(Region pointing data)
------------------------

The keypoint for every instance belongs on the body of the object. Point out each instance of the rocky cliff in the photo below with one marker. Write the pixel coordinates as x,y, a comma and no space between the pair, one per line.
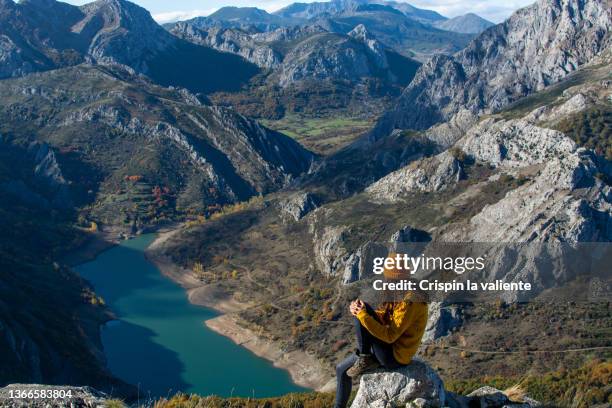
469,23
538,46
38,35
160,144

------------------------

• [PROBLEM DESCRIPTION]: What you output must match the data exactly, apart from the pictures, which are left out.

• [SOLUTION TO THE EXERCISE]:
The keypoint for every instance belongs on the body of the object. Point out each instance of the rocky cliff in the photo below with one marker. Write the pixel coordinates as x,y, a comma and no space between the pair, one per line.
469,23
538,46
38,35
160,144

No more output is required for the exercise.